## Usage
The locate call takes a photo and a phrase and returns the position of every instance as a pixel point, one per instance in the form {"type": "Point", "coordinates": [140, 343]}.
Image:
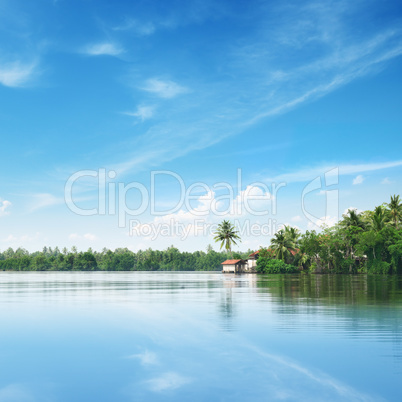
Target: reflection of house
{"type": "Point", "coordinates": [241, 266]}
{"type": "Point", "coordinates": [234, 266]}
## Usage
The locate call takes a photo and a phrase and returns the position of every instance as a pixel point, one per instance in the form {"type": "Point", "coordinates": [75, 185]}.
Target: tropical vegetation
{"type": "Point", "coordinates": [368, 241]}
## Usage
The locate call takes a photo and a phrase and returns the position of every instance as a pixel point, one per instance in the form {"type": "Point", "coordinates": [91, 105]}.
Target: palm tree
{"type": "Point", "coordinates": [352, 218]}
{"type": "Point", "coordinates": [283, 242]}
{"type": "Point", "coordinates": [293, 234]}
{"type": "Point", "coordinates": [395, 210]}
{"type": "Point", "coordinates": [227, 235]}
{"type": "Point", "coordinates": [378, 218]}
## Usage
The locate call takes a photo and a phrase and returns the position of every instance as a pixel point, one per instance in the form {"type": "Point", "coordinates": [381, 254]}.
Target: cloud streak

::::::::::

* _Exercise description_
Print the listing again exactly as it appears, except for the pictures, which stay out.

* _Written reply_
## Usage
The locate call takes a photo and a phrase and returns the position of every instance as a pixel point, one per instance in the form {"type": "Point", "coordinates": [140, 343]}.
Image:
Target: reflection of house
{"type": "Point", "coordinates": [241, 266]}
{"type": "Point", "coordinates": [234, 266]}
## Usage
The locate call takes a photo and a phrase and returns the position of every instance as a pixel point, one per instance in the form {"type": "Point", "coordinates": [75, 185]}.
Target: tropical vegetation
{"type": "Point", "coordinates": [368, 241]}
## Usage
The locate call takes a photo and a phrase and returns the position of every instance as a pixel point, one per instance in the form {"type": "Point", "coordinates": [91, 105]}.
Target: palm tree
{"type": "Point", "coordinates": [352, 218]}
{"type": "Point", "coordinates": [283, 242]}
{"type": "Point", "coordinates": [293, 234]}
{"type": "Point", "coordinates": [395, 210]}
{"type": "Point", "coordinates": [227, 235]}
{"type": "Point", "coordinates": [378, 218]}
## Usage
The locate call takes a photo and a phrase and returns the position of every instance as a pixel point, one per instance in the form {"type": "Point", "coordinates": [381, 254]}.
Target: cloud streak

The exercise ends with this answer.